- _RECORDS FOR THIS TASK_
****
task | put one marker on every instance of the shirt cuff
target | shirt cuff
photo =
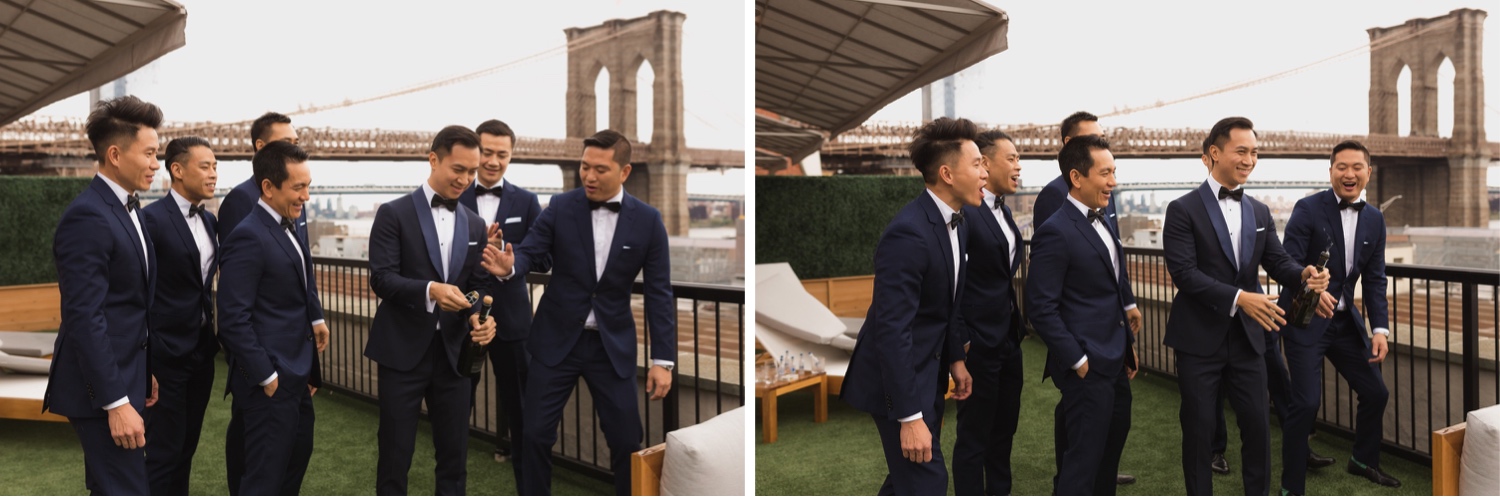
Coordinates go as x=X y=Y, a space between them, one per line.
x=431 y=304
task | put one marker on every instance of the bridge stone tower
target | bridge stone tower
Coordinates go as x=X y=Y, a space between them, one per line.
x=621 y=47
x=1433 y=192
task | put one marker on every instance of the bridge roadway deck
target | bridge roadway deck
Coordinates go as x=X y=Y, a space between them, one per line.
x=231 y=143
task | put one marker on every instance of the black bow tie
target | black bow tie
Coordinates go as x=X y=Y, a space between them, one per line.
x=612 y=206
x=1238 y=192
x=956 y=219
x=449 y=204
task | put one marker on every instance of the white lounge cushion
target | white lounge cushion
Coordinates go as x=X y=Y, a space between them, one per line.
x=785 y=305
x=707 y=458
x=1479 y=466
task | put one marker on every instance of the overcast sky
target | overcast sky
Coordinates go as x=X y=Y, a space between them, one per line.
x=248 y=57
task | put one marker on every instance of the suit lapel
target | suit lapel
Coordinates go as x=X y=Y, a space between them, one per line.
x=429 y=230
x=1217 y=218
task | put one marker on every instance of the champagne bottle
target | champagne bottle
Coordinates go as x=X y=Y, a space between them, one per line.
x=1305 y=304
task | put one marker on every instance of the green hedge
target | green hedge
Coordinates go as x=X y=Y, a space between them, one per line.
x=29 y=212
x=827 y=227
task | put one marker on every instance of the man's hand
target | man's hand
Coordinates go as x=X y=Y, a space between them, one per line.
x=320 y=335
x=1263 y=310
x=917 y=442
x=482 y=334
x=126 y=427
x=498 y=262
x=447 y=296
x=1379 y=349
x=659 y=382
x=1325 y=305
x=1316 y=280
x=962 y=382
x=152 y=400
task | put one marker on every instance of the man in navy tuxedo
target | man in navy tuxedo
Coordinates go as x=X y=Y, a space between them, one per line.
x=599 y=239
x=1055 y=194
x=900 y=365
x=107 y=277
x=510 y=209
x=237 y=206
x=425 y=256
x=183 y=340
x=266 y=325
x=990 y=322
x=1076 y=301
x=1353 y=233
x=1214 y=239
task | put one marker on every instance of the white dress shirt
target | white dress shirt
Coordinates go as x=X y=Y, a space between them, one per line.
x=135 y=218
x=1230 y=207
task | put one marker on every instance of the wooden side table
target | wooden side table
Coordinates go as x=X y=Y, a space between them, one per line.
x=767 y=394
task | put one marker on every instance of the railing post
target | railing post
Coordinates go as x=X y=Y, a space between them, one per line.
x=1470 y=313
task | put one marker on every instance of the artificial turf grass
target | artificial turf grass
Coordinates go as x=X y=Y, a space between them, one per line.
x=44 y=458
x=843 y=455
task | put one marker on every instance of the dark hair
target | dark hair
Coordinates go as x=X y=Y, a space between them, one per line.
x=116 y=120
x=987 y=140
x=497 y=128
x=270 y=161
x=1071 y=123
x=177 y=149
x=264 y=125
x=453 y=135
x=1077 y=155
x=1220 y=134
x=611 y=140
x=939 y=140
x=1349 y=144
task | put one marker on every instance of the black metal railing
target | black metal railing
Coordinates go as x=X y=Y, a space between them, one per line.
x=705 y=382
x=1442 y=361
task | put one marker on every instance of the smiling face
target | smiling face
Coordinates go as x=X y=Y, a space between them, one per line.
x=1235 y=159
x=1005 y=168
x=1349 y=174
****
- _TASK PROMPT_
Transcribe the whole of the data exactly, minus any pictures.

- _OUTPUT OF THE TASK_
task | put one marker on every instance of the shirt cuff
target | shirt cuff
photo =
Coordinates go as x=X y=Y, a space between them, one per line.
x=431 y=304
task | put one marker on every instance of the bridge stone tower
target | bridge stone tower
Coordinates go as x=X y=Y, a space between them, one per line.
x=621 y=47
x=1433 y=192
task | put one marker on every instance of the bridge roadway deck
target | bridge roadway deck
Coordinates go as x=X y=Y, a space between them, one per line.
x=231 y=143
task | put one marker on every instance of the black bow tie
target | black bow tie
Coordinates go as x=X y=Y, a space between them, one per line.
x=612 y=206
x=1238 y=192
x=956 y=219
x=449 y=204
task | put one marker on every instance of the white lounge cushion
target | white lounge cushion
Coordinates go as x=X y=Y, a space between them, one per line.
x=785 y=305
x=707 y=458
x=1479 y=466
task | put one marker on every instance of the overcast sky
target | overcast sky
Coordinates go as x=X y=Y, a space between them, one per line.
x=248 y=57
task | put one marker on every instance of the suit lapel
target | suit lapel
Coordinates go as x=X y=Y, a space between them, one per line.
x=429 y=230
x=1217 y=218
task | put one marker on every instance of the champagne bottle
target | champagne bottle
Coordinates go as x=X y=Y, a space between them, one per line.
x=1305 y=304
task | put one marker on every instance of the green hedge
target | green hedge
Coordinates go as x=X y=Y, a space between them, one per line.
x=29 y=212
x=827 y=227
task | put one marker on every instance of the man's hand
target | man's hand
Coordinates go as x=X y=Y, a space between them, one per line.
x=320 y=335
x=1263 y=310
x=917 y=442
x=482 y=334
x=126 y=427
x=498 y=262
x=447 y=296
x=1379 y=349
x=659 y=382
x=1325 y=305
x=1316 y=280
x=962 y=382
x=152 y=400
task | put one marker on every instance of the man in navy tuxedo
target | man in navy tuxedo
Coordinates go as x=X y=Y, a space between them, one per line.
x=599 y=239
x=1055 y=194
x=900 y=365
x=107 y=277
x=510 y=209
x=237 y=206
x=425 y=256
x=183 y=340
x=266 y=325
x=990 y=322
x=1076 y=301
x=1353 y=233
x=1214 y=239
task | put one marker on every instance of the white dress shirt
target | white dress shirt
Coordinates go as x=X y=Y, a space between them, one per line.
x=135 y=218
x=1230 y=207
task | put one marker on every instance of the wooden side table
target | wooden side table
Coordinates go as x=X y=Y, a space between them, one per line.
x=767 y=394
task | put one marker on every instance of the railing post
target | railing post
Coordinates go as x=X y=Y, a space between them, one per line.
x=1470 y=313
task | put one marker on every instance of the artificial turf grass
target | artificial turf grass
Coordinates go as x=X y=Y, a space between them, one per line.
x=44 y=458
x=843 y=455
task | put one marker on every instance of the dark hair
target | dark hair
Coordinates go as x=X y=Y, a space between them, one per line.
x=116 y=120
x=987 y=140
x=497 y=128
x=270 y=161
x=1071 y=123
x=177 y=149
x=264 y=125
x=453 y=135
x=1077 y=155
x=1220 y=134
x=611 y=140
x=939 y=140
x=1349 y=144
task | put one marker on every instance of the black metal railing
target | black metal railing
Coordinates go as x=X y=Y, a space between them, one per line.
x=705 y=382
x=1442 y=361
task | put one marker on every instance of the smiling face
target | smiling face
Coordinates go as x=X y=Y, a space between them, one per line.
x=1235 y=159
x=1005 y=168
x=1349 y=174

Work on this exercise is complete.